Written exercise A:
In the Lowe v. Allbaugh case summary, rewrite the passage from "- Lowe objected" to "claims procedurally defaulted.", substituting "Court of Appeals" for "Tenth Circuit".

Text extract:
════════════════════
Lowe v. Allbaugh
689 F. App'x 882
| 10th Cir. | 2017Background
- Walter Douglas Lowe was convicted of first-degree manslaughter in Oklahoma and sentenced to life; direct appeal and state post-conviction attempts failed.
- Lowe filed a federal habeas petition under 28 U.S.C. § 2254 asserting 12 claims (6 raised on direct appeal, 6 in state post-conviction).
- The magistrate judge recommended denial: claims from the direct appeal lacked merit; claims first raised in state post-conviction were procedurally barred.
- Lowe objected to the R&R but addressed only three habeas issues; the district court overruled objections and denied relief.
- On appeal, the Tenth Circuit applied the firm-waiver rule to many unpreserved objections, rejected late-raised theories (e.g., 911-call evidence), and found the remaining claims procedurally defaulted.
- The court denied a certificate of appealability and dismissed the appeal.
════════════════════
Written exercise B:
Copy each line of the records below that contains the string "brick", treating uppercase and lowercase as different.

Record set:
════════════════════
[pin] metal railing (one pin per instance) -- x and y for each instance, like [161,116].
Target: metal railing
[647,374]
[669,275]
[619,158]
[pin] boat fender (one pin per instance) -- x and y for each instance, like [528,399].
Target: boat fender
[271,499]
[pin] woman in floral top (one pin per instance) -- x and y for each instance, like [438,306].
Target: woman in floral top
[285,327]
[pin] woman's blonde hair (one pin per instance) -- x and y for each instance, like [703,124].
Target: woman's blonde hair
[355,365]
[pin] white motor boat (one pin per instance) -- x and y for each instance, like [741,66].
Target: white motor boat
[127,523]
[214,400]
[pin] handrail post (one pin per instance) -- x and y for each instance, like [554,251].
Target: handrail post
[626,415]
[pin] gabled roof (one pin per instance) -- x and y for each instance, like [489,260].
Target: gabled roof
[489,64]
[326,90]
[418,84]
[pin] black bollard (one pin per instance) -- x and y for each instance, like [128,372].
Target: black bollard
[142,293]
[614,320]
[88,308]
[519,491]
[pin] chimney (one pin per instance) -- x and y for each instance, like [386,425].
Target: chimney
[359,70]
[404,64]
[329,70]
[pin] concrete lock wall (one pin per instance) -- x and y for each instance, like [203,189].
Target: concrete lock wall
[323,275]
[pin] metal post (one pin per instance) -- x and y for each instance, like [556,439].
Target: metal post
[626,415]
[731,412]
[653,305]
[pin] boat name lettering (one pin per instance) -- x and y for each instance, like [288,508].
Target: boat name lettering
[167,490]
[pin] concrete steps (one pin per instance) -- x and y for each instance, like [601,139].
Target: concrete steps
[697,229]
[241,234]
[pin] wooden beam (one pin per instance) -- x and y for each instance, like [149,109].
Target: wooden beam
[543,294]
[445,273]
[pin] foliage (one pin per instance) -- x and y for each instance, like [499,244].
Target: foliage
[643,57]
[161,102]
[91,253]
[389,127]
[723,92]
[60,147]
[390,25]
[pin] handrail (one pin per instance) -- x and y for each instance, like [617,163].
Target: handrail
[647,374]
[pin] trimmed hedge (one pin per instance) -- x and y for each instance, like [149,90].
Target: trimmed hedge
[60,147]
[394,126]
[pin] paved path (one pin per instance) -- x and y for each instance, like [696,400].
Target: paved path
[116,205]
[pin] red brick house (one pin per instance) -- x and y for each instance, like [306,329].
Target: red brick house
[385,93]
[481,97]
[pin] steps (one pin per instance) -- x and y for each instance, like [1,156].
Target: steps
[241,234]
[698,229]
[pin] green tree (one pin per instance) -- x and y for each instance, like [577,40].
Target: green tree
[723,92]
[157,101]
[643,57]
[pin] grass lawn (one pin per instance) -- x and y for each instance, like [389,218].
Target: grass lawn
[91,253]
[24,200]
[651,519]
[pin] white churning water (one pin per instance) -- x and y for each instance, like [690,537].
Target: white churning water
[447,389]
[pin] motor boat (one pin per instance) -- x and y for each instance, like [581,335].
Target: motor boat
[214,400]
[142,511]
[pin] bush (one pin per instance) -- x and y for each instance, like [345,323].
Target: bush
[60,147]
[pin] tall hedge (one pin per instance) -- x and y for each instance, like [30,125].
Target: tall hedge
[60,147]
════════════════════
Right answer A:
- Lowe objected to the R&R but addressed only three habeas issues; the district court overruled objections and denied relief.
- On appeal, the Court of Appeals applied the firm-waiver rule to many unpreserved objections, rejected late-raised theories (e.g., 911-call evidence), and found the remaining claims procedurally defaulted.

Right answer B:
[pin] red brick house (one pin per instance) -- x and y for each instance, like [306,329].
Target: red brick house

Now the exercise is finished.